Source document ::
Supreme Court Blocks Purdue Pharma Bankruptcy Deal

( – In a 5-4 ruling on June 27, the Supreme Court blocked the bankruptcy deal for OxyContin maker Purdue Pharma that would have given members of the Sackler family and their business associates protection from future liability in civil lawsuits.

As part of the bankruptcy deal, the family would have to contribute no more than $6 billion to a nationwide settlement and have protection from future liability in civil lawsuits. As part of the agreement, the family would give up ownership in the company, which would emerge from bankruptcy as a different entity whose profits would be used for prevention and treatment.

Despite the approval of the bankruptcy deal last year, the Biden administration stated that the Sackler family could not be released from the claims by a bankruptcy court.

In the majority opinion, Justice Neil Gorsuch wrote that under federal law, the Sacklers, who did not themselves file for bankruptcy, could not be protected from future liability.

Chief Justice John Roberts, Justice Elena Kagan, Justice Sonia Sotomayor, and Justice Brett Kavanaugh dissented, with Kavanaugh calling the ruling “unfortunate and destabilizing” in the dissenting opinion.

The case will now be sent back to lower courts, which means the victims of the opioid epidemic will have to wait longer for a financial settlement.

A lawyer who represents over 60,000 opioid overdose victims, Edward Neiger, said the ruling is a setback that “will lead to more needless overdose deaths.”

Democratic North Carolina Attorney General Josh Stein said the ruling means “we now have to go back to the negotiating table,” adding that the company and family “must pay so we can save lives and help people live free of addiction.”

Republican West Virginia Attorney General Patrick Morrisey said they will continue to fight “to hold those who are accountable for the damage that’s been done to our State.”

The ruling could have implications for other major bankruptcy cases, including the Boy Scouts of America’s $2.4 billion bankruptcy plan.

Work task ::
Can you pull everything from "( – In a 5-4" down to "a bankruptcy court." out of the Purdue Pharma ruling article above, word for word?

Entries shown ::

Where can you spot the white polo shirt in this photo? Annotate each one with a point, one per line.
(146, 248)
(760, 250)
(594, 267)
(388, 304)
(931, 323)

Expected answer ::
( – In a 5-4 ruling on June 27, the Supreme Court blocked the bankruptcy deal for OxyContin maker Purdue Pharma that would have given members of the Sackler family and their business associates protection from future liability in civil lawsuits.

As part of the bankruptcy deal, the family would have to contribute no more than $6 billion to a nationwide settlement and have protection from future liability in civil lawsuits. As part of the agreement, the family would give up ownership in the company, which would emerge from bankruptcy as a different entity whose profits would be used for prevention and treatment.

Despite the approval of the bankruptcy deal last year, the Biden administration stated that the Sackler family could not be released from the claims by a bankruptcy court.